* [PASSAGE]:
* START *
The cost of eventual consistency

Amazon recently announced a set of new features (consistent read, conditional put and delete). You can read Werner’s and Jeff Barr’s post to learn more about the details of the features. On the surface, it seems like just another set of incremental features, but it is actually quite significant from a system design perspective. The CAP theorem states that a system can only attain two out of three properties: Consistency, Availability and Partition tolerance. In the past, Amazon has been preaching the eventual consistency model, where they give up consistency (C in CAP) in favor of availability (A in CAP ) and partition tolerance  (P in CAP). The new features are actually on a different design point than all their offerings in the past, i.e., giving up availability in favor of consistency and partition tolerance.

Since the features are at a totally different design point, they may have a very different performance characteristic. Werner, in his post, states that Consistent Read has “Higher read latency” and “Lower read throughput”. To see how different, we run a set of experiments in EC2. The results: there are no differences, both in terms of latency and throughput, that we could perceive. For details on our experiments, read on.


Single thread

We run several experiments to understand the latency differences. First, we run GetAttribute (both with and without consistency read) and PutAttribute (both with and without conditional put) on a single item and a single attribute sequentially in a single thread for 1,000 times, and then measure the average latency. For conditional PutAttribute, we first read the previous value and use it as a condition, then randomly generate a new value for the put request. The time reported for PutAttribute is only for the PutAttribute API call, which does not include the time to read the previous value. The average latency is:

GetAttribute                                                22ms
GetAttribute with ConsistentRead     23ms
PutAttribute                                                110ms
PutAttribute Conditional                       118ms

The time difference between the two versions of GetAttribute and PutAttribute are small enough that they are essentially the same. Over many runs of the experiment, we have seen many cases where a consistent read GetAttribute or a conditional PutAttribute takes few milli-seconds longer.

Multiple threads

Accessing a single attribute sequentially, as in the last experiment, is far from stressing SimpleDB. We also run a set of experiments to see what happens when there are multiple parallel GetAttribute and PutAttribute. We use multiple threads on a m1.small EC2 instance and we vary the number of threads to increase the level of parallelism.
* END *
* [RECORD LIST]:
* START *
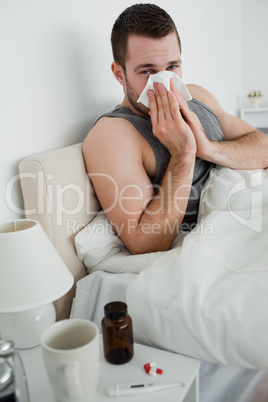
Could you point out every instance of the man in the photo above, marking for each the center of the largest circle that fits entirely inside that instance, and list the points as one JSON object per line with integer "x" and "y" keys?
{"x": 148, "y": 166}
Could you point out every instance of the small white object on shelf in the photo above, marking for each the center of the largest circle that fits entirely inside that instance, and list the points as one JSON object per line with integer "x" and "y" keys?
{"x": 258, "y": 118}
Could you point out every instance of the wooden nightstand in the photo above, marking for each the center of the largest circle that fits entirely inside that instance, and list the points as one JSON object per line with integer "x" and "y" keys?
{"x": 176, "y": 368}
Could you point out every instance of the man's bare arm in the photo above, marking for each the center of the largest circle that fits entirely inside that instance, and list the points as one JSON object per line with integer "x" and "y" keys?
{"x": 144, "y": 223}
{"x": 243, "y": 147}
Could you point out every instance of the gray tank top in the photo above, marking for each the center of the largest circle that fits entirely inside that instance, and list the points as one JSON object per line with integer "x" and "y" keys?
{"x": 210, "y": 123}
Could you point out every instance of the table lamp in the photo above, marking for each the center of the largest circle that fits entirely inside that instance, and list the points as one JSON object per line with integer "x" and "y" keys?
{"x": 32, "y": 276}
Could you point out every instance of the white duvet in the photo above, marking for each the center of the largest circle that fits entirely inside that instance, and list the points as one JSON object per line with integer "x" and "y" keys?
{"x": 208, "y": 296}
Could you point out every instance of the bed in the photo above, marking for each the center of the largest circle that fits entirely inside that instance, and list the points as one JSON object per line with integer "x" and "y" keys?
{"x": 57, "y": 192}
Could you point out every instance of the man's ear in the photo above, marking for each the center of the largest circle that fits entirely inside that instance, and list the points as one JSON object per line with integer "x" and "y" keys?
{"x": 118, "y": 72}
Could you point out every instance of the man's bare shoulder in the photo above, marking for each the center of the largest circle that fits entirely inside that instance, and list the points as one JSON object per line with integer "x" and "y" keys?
{"x": 111, "y": 130}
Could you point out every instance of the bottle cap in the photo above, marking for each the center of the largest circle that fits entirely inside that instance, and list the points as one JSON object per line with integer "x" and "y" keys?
{"x": 115, "y": 310}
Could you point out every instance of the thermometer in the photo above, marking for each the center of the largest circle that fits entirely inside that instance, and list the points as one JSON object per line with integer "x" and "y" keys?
{"x": 139, "y": 388}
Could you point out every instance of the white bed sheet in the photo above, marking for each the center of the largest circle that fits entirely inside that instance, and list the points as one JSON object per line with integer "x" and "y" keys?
{"x": 218, "y": 383}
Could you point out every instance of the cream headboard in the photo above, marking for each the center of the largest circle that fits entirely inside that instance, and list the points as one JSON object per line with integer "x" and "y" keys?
{"x": 58, "y": 193}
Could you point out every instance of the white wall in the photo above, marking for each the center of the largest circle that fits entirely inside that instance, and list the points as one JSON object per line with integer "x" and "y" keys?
{"x": 55, "y": 74}
{"x": 255, "y": 50}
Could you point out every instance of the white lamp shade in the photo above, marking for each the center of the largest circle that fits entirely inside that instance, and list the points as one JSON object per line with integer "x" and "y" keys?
{"x": 31, "y": 271}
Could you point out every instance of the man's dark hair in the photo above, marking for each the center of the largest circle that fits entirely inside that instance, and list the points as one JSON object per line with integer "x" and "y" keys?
{"x": 143, "y": 20}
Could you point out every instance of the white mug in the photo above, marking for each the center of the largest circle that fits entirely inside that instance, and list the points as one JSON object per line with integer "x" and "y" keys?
{"x": 71, "y": 354}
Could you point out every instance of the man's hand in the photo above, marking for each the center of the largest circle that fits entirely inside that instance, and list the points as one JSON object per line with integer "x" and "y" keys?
{"x": 169, "y": 126}
{"x": 202, "y": 142}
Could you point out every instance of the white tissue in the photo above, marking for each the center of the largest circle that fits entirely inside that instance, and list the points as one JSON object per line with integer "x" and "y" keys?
{"x": 164, "y": 78}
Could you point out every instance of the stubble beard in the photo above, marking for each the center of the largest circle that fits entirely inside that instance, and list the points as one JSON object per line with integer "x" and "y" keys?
{"x": 132, "y": 97}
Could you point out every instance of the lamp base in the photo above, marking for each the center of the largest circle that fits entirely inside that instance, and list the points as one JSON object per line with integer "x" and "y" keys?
{"x": 24, "y": 328}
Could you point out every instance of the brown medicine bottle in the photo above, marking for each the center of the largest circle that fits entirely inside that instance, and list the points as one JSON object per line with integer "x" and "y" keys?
{"x": 117, "y": 333}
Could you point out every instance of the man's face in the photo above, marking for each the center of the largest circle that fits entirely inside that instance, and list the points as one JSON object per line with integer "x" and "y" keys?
{"x": 148, "y": 56}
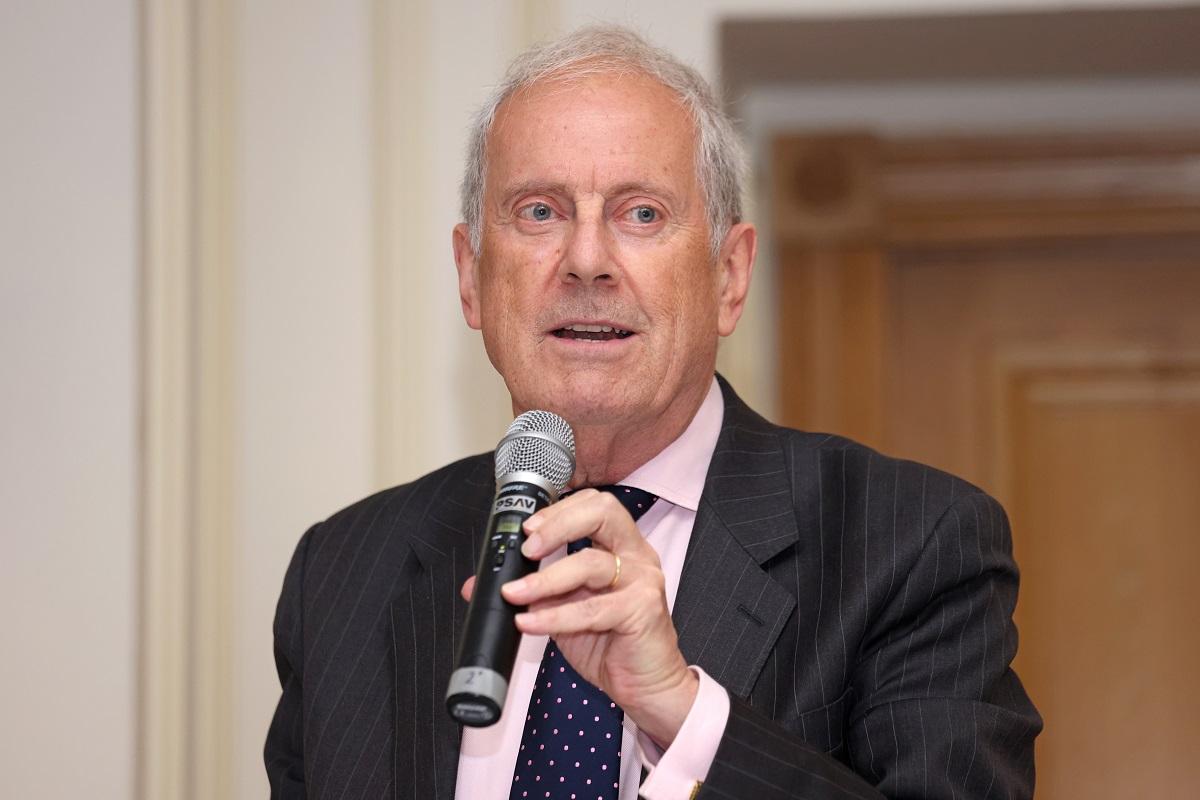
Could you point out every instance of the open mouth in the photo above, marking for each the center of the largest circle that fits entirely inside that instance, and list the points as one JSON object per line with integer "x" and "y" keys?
{"x": 592, "y": 332}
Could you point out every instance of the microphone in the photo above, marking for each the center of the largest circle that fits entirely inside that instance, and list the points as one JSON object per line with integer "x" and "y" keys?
{"x": 533, "y": 463}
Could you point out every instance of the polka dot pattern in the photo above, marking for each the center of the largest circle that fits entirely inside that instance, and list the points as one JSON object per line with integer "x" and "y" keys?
{"x": 571, "y": 741}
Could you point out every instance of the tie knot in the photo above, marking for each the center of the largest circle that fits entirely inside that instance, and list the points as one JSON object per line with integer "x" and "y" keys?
{"x": 636, "y": 501}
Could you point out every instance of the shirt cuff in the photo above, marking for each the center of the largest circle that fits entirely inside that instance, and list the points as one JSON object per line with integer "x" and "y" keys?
{"x": 678, "y": 771}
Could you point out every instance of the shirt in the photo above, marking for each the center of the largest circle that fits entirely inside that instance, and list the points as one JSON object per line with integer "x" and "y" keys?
{"x": 677, "y": 476}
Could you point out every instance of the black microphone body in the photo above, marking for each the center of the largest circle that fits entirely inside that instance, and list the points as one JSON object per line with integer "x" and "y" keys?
{"x": 533, "y": 465}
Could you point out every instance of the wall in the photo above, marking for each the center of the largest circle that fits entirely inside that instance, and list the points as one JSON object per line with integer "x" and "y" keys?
{"x": 69, "y": 437}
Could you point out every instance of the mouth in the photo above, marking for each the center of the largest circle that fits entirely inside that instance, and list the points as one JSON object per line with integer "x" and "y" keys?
{"x": 592, "y": 332}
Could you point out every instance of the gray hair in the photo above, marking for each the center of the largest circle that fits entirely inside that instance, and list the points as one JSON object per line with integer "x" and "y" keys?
{"x": 611, "y": 49}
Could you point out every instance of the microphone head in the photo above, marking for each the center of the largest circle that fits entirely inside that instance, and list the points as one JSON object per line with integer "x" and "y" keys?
{"x": 540, "y": 443}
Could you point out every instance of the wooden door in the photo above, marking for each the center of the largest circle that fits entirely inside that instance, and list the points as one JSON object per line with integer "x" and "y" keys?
{"x": 1026, "y": 313}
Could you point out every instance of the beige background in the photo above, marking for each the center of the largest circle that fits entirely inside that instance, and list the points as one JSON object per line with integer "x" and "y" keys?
{"x": 345, "y": 364}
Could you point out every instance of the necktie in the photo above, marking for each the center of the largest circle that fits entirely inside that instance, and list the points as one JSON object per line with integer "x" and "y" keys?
{"x": 571, "y": 743}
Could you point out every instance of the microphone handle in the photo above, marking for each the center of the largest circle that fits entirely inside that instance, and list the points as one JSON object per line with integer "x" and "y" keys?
{"x": 490, "y": 636}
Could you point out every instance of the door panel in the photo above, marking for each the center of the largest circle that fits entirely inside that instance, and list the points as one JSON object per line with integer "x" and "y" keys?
{"x": 1026, "y": 313}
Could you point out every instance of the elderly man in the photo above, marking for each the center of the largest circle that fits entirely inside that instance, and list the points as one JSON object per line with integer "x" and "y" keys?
{"x": 795, "y": 615}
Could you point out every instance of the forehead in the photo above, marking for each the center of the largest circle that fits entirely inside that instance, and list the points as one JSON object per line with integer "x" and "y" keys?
{"x": 593, "y": 130}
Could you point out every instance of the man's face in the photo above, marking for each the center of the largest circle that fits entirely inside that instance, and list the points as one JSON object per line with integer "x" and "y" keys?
{"x": 594, "y": 286}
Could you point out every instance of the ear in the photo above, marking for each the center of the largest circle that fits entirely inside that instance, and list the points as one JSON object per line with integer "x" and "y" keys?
{"x": 468, "y": 284}
{"x": 736, "y": 265}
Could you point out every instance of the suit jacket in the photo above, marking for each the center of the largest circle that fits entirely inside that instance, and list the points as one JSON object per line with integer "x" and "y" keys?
{"x": 857, "y": 608}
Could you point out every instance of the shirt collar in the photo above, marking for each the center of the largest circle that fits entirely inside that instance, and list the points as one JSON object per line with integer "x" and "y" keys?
{"x": 677, "y": 474}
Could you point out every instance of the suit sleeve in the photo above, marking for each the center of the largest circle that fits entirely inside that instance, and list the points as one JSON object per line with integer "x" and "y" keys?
{"x": 936, "y": 711}
{"x": 283, "y": 752}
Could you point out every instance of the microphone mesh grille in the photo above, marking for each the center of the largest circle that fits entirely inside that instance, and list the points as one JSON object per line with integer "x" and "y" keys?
{"x": 551, "y": 458}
* END *
* [EXERCISE INSTRUCTIONS]:
(a) Reproduce the passage on eventual consistency, starting at "Since the features" and ending at "experiments, read on.".
(b) In the passage on eventual consistency, on what type of EC2 instance were the multiple-thread experiments run?

* [SET OF ANSWERS]:
(a)
Since the features are at a totally different design point, they may have a very different performance characteristic. Werner, in his post, states that Consistent Read has “Higher read latency” and “Lower read throughput”. To see how different, we run a set of experiments in EC2. The results: there are no differences, both in terms of latency and throughput, that we could perceive. For details on our experiments, read on.

(b) An m1.small EC2 instance.